— Begin Provided entries —

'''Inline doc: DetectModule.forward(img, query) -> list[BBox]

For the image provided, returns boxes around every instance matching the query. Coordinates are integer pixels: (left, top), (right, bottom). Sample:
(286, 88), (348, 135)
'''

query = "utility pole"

— End Provided entries —

▶ Work to complete:
Convert every non-blank line of the material into a Markdown table with two columns, Row and Text, where Row is a running number and Text holds the line.

▶ Correct answer:
| Row | Text |
|---|---|
| 1 | '''Inline doc: DetectModule.forward(img, query) -> list[BBox] |
| 2 | For the image provided, returns boxes around every instance matching the query. Coordinates are integer pixels: (left, top), (right, bottom). Sample: |
| 3 | (286, 88), (348, 135) |
| 4 | ''' |
| 5 | query = "utility pole" |